(Dataset entries):
>>>>
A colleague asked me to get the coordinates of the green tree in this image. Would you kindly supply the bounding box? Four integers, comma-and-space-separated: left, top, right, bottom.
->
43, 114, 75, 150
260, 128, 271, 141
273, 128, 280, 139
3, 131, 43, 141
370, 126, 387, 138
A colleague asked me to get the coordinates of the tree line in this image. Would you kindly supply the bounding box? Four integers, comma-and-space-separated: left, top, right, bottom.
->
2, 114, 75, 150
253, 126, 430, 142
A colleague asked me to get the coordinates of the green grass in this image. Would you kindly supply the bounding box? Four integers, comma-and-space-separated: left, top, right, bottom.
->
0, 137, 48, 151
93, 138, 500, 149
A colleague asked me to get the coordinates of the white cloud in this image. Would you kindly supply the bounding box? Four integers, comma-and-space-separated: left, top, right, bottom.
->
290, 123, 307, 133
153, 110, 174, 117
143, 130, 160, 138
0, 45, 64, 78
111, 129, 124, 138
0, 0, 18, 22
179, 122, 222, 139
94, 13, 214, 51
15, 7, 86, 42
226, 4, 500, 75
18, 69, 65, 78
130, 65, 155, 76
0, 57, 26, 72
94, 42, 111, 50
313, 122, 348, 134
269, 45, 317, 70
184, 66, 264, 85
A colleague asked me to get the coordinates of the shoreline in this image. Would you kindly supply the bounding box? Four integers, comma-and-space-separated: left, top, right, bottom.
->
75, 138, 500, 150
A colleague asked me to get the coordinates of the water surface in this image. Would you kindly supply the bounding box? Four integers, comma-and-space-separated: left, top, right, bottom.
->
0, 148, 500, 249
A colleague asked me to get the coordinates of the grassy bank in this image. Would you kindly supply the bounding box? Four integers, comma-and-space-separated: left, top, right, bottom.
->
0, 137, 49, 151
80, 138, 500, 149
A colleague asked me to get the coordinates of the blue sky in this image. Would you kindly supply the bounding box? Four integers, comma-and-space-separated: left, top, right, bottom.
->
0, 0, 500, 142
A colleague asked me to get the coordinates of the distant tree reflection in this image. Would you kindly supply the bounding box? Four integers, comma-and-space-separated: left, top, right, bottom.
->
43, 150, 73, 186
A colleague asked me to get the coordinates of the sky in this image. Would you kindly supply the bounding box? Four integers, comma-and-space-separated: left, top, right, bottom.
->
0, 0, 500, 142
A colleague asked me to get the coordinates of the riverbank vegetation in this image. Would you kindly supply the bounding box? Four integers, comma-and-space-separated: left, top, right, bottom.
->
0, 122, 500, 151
<<<<
>>>>
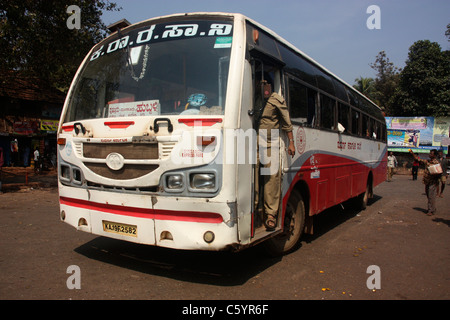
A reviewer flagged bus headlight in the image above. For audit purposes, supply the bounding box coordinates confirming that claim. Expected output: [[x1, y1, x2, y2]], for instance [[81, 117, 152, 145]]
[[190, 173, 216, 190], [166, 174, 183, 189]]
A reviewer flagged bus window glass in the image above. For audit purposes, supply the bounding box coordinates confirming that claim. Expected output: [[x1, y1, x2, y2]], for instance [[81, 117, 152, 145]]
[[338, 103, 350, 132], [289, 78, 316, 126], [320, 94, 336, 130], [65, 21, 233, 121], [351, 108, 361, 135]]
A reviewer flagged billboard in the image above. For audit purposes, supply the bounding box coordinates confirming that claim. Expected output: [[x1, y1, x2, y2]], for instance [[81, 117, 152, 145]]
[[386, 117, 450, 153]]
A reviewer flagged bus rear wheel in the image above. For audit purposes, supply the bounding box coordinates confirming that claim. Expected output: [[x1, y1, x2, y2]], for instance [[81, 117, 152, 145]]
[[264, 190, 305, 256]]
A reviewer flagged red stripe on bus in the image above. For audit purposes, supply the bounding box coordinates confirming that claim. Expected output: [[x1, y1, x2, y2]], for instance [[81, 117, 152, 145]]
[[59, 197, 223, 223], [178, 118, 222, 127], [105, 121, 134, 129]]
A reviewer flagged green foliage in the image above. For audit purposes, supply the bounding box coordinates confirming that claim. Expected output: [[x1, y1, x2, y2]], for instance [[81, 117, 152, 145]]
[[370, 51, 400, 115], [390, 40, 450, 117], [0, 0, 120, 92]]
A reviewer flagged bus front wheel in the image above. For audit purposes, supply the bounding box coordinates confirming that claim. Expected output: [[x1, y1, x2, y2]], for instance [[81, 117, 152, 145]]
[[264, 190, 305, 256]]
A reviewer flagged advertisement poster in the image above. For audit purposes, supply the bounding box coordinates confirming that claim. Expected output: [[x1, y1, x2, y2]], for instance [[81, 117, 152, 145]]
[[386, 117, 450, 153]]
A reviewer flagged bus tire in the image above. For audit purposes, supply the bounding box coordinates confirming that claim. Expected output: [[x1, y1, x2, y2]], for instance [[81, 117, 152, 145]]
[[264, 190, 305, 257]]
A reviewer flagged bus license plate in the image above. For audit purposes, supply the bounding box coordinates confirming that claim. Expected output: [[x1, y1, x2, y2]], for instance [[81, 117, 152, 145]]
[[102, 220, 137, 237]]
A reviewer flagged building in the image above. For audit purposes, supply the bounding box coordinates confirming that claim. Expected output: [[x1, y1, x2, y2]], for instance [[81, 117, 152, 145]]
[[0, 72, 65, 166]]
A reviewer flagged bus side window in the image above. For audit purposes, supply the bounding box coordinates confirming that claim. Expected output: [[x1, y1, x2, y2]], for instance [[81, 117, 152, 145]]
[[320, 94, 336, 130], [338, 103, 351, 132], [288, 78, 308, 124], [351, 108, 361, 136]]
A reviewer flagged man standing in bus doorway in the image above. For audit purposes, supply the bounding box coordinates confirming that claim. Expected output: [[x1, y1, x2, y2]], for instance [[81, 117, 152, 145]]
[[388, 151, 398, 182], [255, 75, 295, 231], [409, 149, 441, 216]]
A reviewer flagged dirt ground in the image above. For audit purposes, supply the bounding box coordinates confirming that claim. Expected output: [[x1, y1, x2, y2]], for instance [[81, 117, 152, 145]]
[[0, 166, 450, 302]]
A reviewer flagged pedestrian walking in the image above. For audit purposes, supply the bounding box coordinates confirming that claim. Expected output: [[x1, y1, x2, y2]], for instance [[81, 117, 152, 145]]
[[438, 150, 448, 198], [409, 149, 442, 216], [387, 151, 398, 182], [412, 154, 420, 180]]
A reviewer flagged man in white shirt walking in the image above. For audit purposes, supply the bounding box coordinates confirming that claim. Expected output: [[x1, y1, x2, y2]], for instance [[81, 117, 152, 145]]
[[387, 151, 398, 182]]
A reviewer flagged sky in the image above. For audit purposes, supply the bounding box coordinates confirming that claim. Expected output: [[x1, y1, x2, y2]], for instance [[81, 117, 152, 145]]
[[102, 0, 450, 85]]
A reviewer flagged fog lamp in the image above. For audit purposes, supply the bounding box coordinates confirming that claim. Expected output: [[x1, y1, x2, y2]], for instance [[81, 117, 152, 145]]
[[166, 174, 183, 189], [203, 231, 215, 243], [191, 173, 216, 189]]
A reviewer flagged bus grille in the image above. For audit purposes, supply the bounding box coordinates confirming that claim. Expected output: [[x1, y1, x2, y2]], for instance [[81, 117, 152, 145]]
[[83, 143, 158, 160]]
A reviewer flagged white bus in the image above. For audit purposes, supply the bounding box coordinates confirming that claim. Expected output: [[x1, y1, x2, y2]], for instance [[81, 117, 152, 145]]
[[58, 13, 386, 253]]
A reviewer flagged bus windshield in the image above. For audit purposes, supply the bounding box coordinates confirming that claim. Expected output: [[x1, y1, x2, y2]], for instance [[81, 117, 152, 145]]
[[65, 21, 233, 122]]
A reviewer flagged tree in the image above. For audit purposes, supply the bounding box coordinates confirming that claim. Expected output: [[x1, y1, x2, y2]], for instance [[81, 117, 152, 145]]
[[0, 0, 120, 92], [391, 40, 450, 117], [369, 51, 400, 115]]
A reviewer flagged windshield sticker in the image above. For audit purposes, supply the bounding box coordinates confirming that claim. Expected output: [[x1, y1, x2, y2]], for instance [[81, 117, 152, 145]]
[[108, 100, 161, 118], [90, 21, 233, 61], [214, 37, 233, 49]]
<<<<
>>>>
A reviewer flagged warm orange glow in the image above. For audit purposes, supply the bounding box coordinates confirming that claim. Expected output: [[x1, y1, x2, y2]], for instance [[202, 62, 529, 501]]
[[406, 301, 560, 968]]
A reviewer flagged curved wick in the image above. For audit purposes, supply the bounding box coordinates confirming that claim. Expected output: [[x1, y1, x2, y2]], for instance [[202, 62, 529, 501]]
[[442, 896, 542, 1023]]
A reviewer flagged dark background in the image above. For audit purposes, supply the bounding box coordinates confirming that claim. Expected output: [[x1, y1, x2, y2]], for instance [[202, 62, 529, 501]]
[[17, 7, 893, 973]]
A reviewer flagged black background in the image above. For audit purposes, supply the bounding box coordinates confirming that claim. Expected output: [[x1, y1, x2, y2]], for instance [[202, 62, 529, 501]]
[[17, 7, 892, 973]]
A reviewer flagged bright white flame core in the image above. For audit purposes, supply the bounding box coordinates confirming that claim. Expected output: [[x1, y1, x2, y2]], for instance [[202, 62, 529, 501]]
<<<<
(PROBLEM TO SOLVE): Reproduce word for word the part of the records that starts with the line containing "the green tree" and ends with the line containing "0, 148, 500, 249". Include both of those lines.

(COMPLETE RESPONSE):
A colleague asked me to get the coordinates of the green tree in this image. Would you kindly supply the bounding box? Four integers, comma-and-space-separated: left, top, right, bottom.
->
43, 114, 75, 150
260, 128, 271, 141
273, 128, 280, 139
3, 131, 43, 141
370, 126, 387, 138
A colleague asked me to get the coordinates of the tree line in this image. Would you kindly supply the bounding box? Four integers, comma-and-space-separated: left, top, right, bottom.
->
2, 114, 75, 150
253, 126, 430, 142
A colleague asked me to get the coordinates of the green grass in this image. Would you kindly supply the bounding box? Four integers, comma-and-space-separated: left, top, right, bottom.
->
0, 137, 48, 151
93, 138, 500, 149
A colleague asked me to get the coordinates of the white cloud in this image. Would you kindly supply the bounding box? Four integers, comma-and-space-separated: left, top, right, bottom.
->
290, 123, 307, 133
153, 110, 174, 117
143, 130, 160, 138
0, 45, 64, 78
111, 129, 124, 138
0, 0, 18, 22
179, 122, 222, 139
94, 13, 214, 51
15, 7, 86, 42
226, 4, 500, 75
18, 69, 65, 78
130, 65, 155, 76
0, 57, 26, 72
94, 42, 111, 50
313, 122, 348, 134
269, 45, 317, 70
184, 66, 264, 85
A colleague asked me to get the coordinates of the shoreline in this image. Would you kindly supply the bounding box? Four integers, comma-and-space-separated: left, top, right, bottom.
->
75, 138, 500, 150
A colleague asked me to get the coordinates of the water surface in this image. Would you kindly supply the bounding box? Four integers, comma-and-space-separated: left, top, right, bottom.
->
0, 148, 500, 249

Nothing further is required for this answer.